## Data shown
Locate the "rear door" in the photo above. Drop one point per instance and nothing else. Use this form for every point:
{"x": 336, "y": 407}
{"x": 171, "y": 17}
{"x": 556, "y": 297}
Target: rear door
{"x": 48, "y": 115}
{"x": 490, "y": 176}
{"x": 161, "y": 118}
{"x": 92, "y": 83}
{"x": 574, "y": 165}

* * *

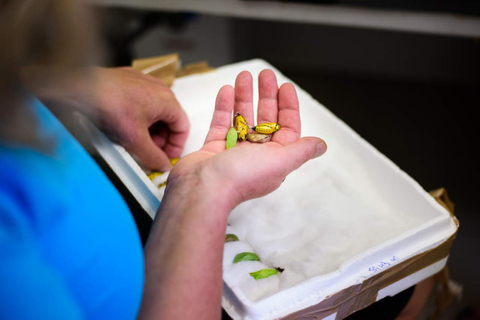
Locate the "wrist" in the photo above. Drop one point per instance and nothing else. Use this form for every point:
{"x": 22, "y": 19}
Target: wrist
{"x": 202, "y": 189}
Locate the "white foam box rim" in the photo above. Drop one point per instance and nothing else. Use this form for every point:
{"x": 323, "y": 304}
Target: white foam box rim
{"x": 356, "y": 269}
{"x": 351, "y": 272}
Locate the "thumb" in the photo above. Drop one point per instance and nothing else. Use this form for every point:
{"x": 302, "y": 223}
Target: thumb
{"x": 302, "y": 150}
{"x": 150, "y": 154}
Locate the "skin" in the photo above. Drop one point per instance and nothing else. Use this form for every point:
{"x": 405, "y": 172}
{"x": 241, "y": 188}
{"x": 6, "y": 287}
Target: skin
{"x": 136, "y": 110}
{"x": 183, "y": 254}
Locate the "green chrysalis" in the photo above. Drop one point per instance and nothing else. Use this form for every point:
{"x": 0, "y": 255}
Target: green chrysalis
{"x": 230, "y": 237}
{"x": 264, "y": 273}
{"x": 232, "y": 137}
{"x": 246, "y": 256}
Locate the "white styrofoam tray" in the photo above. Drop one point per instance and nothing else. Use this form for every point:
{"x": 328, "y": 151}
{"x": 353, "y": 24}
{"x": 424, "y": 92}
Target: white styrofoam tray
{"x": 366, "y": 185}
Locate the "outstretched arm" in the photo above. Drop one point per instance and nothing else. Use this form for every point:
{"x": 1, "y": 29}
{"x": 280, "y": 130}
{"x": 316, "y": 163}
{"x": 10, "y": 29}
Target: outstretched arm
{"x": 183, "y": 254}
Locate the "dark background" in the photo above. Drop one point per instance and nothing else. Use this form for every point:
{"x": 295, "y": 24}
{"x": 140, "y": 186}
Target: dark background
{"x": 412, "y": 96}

---

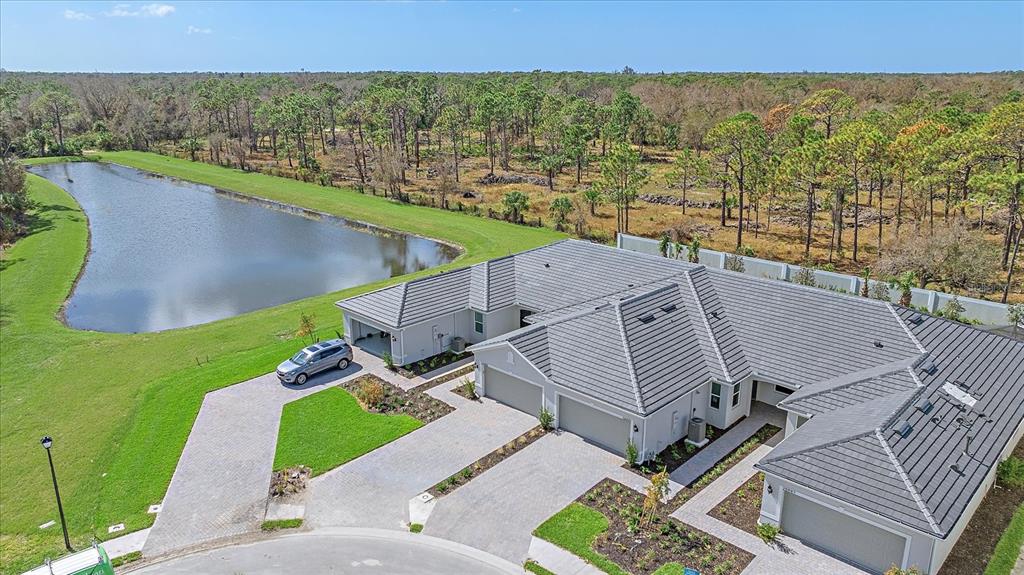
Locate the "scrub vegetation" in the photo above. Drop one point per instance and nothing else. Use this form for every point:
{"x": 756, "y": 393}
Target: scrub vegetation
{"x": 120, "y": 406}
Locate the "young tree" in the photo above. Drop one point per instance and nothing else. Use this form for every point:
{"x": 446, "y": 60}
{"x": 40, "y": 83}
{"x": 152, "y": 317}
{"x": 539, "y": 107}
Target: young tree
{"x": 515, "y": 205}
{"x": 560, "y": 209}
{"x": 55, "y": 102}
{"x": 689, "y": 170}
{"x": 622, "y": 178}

## The problem
How many lines in the entries above contain the string "Target"? Case counts. Reply with the number alone.

## Complete response
11